▶ _TASK REQUIREMENTS_:
Each record is to be printed exactly as given, down to the last mark.

Records from a data source:
↓↓↓
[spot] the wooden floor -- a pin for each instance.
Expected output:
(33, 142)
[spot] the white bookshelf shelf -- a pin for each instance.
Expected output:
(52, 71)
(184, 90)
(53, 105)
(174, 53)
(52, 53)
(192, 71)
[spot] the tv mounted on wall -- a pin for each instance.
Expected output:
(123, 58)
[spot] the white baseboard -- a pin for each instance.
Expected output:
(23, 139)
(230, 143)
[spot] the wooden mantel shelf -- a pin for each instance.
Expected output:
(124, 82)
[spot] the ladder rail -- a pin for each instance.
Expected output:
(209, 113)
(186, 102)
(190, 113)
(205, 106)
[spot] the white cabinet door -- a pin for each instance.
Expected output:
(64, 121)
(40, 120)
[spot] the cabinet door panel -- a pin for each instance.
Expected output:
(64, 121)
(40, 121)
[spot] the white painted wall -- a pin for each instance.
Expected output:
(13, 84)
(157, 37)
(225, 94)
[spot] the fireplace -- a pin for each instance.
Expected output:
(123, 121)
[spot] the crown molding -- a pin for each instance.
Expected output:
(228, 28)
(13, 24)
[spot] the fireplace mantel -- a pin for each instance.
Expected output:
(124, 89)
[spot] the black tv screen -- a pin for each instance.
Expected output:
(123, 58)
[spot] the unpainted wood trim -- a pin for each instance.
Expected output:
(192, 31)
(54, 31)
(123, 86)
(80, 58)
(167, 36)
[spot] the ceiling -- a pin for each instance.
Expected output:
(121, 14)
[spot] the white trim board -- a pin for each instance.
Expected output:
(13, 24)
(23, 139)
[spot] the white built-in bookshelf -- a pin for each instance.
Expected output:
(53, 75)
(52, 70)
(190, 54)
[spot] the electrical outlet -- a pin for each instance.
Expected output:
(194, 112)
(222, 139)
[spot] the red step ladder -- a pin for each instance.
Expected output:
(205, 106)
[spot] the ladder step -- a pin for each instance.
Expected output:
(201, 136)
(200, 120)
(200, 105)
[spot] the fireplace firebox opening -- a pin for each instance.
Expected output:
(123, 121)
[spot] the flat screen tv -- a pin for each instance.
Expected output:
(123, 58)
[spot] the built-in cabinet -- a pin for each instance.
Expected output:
↑↑↑
▶ _RESPONSE AREA_:
[spot] the wooden floor -- a pin for each instance.
Expected output:
(33, 142)
[spot] the white bookshelf shelf -- a pin for each instance.
Expected output:
(52, 71)
(184, 90)
(53, 105)
(174, 53)
(52, 53)
(192, 71)
[spot] the tv mounted on wall -- a pin for each instance.
Expected output:
(123, 58)
[spot] the white baseboard -- a pin for each instance.
Expected output:
(23, 139)
(230, 143)
[spot] the wooden mantel shelf -- a pin for each instance.
Expected output:
(124, 82)
[spot] the ladder rail -- a pin for each instance.
Expected output:
(209, 113)
(186, 102)
(190, 113)
(205, 106)
[spot] the white cabinet door -- a pin for each instance.
Expected output:
(64, 121)
(40, 120)
[spot] the cabinet door panel -- a pin for each instance.
Expected output:
(64, 121)
(40, 121)
[spot] the white painted wall -- a pin for each instance.
Expected output:
(13, 84)
(157, 37)
(225, 94)
[spot] the fireplace -- a pin for each instance.
Expected output:
(123, 121)
[spot] the crown molding -- a pin for each instance.
Expected output:
(228, 28)
(13, 24)
[spot] the fireplace mantel -- a pin for each instance.
Expected output:
(124, 89)
[spot] the black tv screen -- a pin for each instance.
Expected output:
(123, 58)
[spot] the unpainted wood trim -- a pin for each instance.
Expected output:
(192, 31)
(54, 31)
(123, 86)
(80, 58)
(167, 36)
[spot] the ceiling -- a pin for each instance.
Expected output:
(121, 14)
[spot] the white trim board -- a pin for each instance.
Expected output:
(13, 24)
(23, 139)
[spot] the white built-in bookshelf -- a pin for each instance.
Expected output:
(53, 75)
(52, 70)
(190, 54)
[spot] the electrical outlet -- a pin for each instance.
Expected output:
(194, 112)
(222, 139)
[spot] the red step ladder -- a pin for each instance.
Expected output:
(205, 106)
[spot] the ladder step -- a pin for each instance.
Expected output:
(201, 136)
(200, 120)
(200, 105)
[spot] the fireplace firebox opening -- a pin for each instance.
Expected output:
(123, 121)
[spot] the flat screen tv -- a pin for each instance.
Expected output:
(123, 58)
[spot] the built-in cabinet -- a pin for each instance.
Expected output:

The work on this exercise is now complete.